● PROBLEM TO WORK ON
Here the job is to retype the data word for word while leaving the pictures aside.

RECORD EXCERPTS START

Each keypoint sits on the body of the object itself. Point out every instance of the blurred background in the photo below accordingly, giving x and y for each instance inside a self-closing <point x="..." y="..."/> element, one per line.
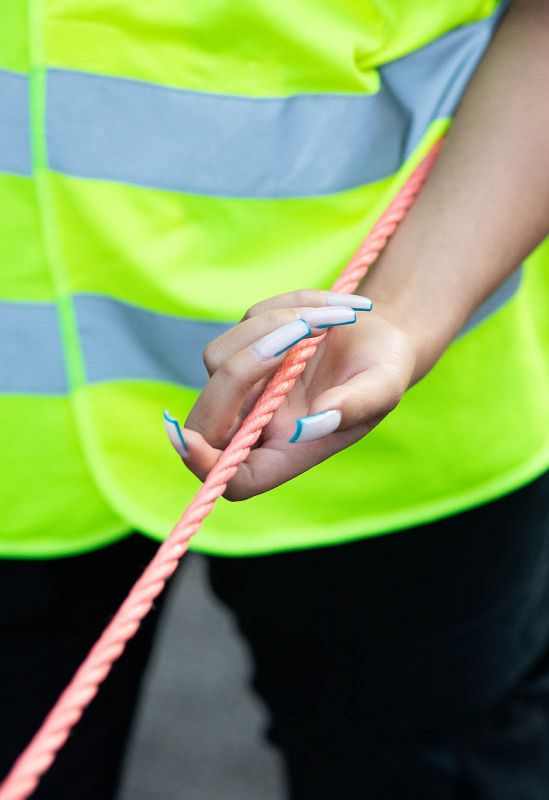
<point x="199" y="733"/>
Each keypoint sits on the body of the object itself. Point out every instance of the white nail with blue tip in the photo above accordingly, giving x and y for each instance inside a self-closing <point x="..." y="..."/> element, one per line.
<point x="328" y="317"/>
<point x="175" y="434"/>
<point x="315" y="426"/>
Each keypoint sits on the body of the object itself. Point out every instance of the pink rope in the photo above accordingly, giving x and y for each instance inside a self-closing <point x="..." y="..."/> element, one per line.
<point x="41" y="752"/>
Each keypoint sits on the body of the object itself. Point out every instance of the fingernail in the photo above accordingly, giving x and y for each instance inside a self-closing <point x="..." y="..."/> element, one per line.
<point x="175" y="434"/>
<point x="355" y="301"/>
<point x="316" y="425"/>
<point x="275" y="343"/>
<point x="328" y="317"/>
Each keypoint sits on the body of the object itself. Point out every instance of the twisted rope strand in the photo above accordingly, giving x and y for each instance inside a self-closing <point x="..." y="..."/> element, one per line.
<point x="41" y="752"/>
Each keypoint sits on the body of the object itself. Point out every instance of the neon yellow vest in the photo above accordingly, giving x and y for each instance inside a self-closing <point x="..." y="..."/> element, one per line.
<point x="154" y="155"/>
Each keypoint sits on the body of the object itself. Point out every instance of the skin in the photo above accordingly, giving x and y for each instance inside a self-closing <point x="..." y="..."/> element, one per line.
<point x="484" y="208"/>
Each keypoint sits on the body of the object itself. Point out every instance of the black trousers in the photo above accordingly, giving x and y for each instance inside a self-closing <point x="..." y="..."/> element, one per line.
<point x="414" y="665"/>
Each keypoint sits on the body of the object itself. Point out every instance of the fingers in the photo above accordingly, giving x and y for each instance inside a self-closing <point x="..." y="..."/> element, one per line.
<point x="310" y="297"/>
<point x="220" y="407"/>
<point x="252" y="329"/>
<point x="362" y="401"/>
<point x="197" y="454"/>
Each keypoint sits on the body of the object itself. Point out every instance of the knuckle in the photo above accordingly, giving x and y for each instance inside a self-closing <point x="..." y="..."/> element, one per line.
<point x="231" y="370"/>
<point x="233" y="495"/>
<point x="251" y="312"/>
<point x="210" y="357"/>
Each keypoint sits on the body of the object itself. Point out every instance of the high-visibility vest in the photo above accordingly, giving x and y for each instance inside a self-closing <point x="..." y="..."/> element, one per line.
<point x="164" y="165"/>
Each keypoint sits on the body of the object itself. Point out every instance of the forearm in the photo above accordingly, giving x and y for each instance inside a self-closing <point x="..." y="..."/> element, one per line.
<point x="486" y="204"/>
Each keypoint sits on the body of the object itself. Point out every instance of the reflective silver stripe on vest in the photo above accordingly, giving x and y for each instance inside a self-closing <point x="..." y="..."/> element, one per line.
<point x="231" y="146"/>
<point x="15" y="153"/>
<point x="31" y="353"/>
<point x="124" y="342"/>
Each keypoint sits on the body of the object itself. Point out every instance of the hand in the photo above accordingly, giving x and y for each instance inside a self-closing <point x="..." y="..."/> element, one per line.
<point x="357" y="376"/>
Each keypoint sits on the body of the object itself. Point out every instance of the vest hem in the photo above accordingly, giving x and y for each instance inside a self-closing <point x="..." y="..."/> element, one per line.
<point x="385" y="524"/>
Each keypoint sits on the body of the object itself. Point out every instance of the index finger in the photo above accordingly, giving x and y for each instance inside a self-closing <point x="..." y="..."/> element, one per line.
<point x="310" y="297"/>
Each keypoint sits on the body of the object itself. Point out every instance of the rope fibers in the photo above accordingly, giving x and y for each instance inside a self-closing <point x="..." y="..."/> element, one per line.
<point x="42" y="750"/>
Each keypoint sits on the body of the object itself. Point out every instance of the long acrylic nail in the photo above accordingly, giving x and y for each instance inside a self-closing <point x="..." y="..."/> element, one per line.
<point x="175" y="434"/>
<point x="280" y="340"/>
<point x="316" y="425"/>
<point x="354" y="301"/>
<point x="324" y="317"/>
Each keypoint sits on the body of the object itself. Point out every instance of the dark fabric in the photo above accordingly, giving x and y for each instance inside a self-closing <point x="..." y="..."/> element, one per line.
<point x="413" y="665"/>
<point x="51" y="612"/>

RECORD EXCERPTS END

● TASK SOLUTION
Each keypoint sits on the body of the object itself. Point out every instance of the blurred background in the photo below accordingly, giving x and y for each instance inside a self-closing <point x="..." y="..."/> element, one per line.
<point x="199" y="733"/>
Each keypoint sits on the body of the object itself. Point out every instance of the white nail with blue tip in the photo above accordingly, giving x and y for each instance inside a self-closing <point x="..." y="..."/> element, one per line.
<point x="328" y="317"/>
<point x="175" y="434"/>
<point x="315" y="426"/>
Each keypoint sits on the body of the object itself. Point out every instance of the pink rope in the photo above accordingly, giving x and y for each instance inside a self-closing <point x="..." y="..."/> element, one per line.
<point x="41" y="752"/>
Each keypoint sits on the body of the object itself. Point out every instance of the fingernail in the photo above accordingly, giving x and y for each instance inside a self-closing <point x="..." y="..."/> element, one per line.
<point x="175" y="434"/>
<point x="355" y="301"/>
<point x="316" y="425"/>
<point x="275" y="343"/>
<point x="328" y="317"/>
Each keypoint sits on the body of the object itself. Point out every instance of the twisted rope strand in the photo above accordingly, giving x and y for each instance inside a self-closing <point x="..." y="..."/> element, one per line.
<point x="41" y="752"/>
Each keypoint sits on the body of the object itself. Point out every instance of the neon yellow vest in the photo above accordingly, giving x and y for each instance inside a self-closing <point x="..." y="..."/> element, one per line.
<point x="154" y="155"/>
Each keypoint sits on the body of the object itself. Point out every instance of the skin in the photo above accordingly, giving x and y for each instance inside a self-closing <point x="..." y="..."/> element, one per line.
<point x="484" y="208"/>
Each keypoint sits on the body of the object itself. Point out every instance of the black trousers in the photo above accordingly, giving x and y for each instance inside a self-closing <point x="..." y="..."/> element, one per line.
<point x="414" y="665"/>
Each keypoint sits on the body of the object itself. Point out every instance of the fingers in the photo above accordingly, giving x and y for each instance inside a self-closing <point x="..." y="..."/> element, one per line.
<point x="310" y="297"/>
<point x="220" y="407"/>
<point x="252" y="329"/>
<point x="362" y="401"/>
<point x="197" y="454"/>
Each keypoint sits on the body of the object itself. Point out every instance of the knuckle in the photo above accordingly, giving x and y for each instance inside a self-closing <point x="..." y="..."/> element, one per line.
<point x="231" y="370"/>
<point x="233" y="495"/>
<point x="251" y="312"/>
<point x="210" y="357"/>
Each keypoint sits on the body of the object itself. Point out every instance of the high-visibility vest in the photo above accordingly, giving x and y for each instance inside a self-closing <point x="..." y="..."/> element, one per line.
<point x="164" y="165"/>
Each keypoint sits on the body of the object itself. Point out every instance of the forearm in the photo above accordingly, giving x and y for each instance inside a self-closing <point x="..." y="..."/> element, one per line.
<point x="486" y="204"/>
Each keypoint sits on the body of the object itself. Point out every instance of the reflective silver stripe on vest in the photo above accordingly, giving x and y for each instance inside a self-closing <point x="..." y="..."/> element, one per line.
<point x="231" y="146"/>
<point x="15" y="153"/>
<point x="31" y="353"/>
<point x="124" y="342"/>
Each keypoint sits on the body of the object itself. Point out every instance of the hand in the photo above accordingly, giving x and y for each instance inside a self-closing <point x="..." y="..."/> element, one per line.
<point x="357" y="376"/>
Each keypoint sits on the body of the object itself. Point out every instance of the vest hem in the photo above accordingly, giving x and y for each instance inside a self-closing <point x="..." y="..."/> element, one per line.
<point x="385" y="524"/>
Each keypoint sits on the body of the object itself. Point out every instance of the index finger in the photo above accordingly, giving x and y for each instance inside a self-closing <point x="..." y="..."/> element, one per line.
<point x="310" y="297"/>
Each keypoint sits on the body of the object itself. Point out every instance of the rope fibers in the photo above accordingly, giving x and y for each instance inside a self-closing <point x="..." y="..."/> element, one per line.
<point x="42" y="750"/>
Each keypoint sits on the body of the object itself. Point out every instance of the long acrylic nail in the photo above accordingly, giving x and y for each instance inside a self-closing <point x="..." y="..."/> element, one per line.
<point x="175" y="434"/>
<point x="280" y="340"/>
<point x="316" y="425"/>
<point x="354" y="301"/>
<point x="324" y="317"/>
Each keypoint sits on the body of the object itself. Point out every instance of the dark fabric in the photo above accordingly, giving x and y for each instance inside a self-closing <point x="..." y="..."/> element, one per line.
<point x="413" y="665"/>
<point x="51" y="612"/>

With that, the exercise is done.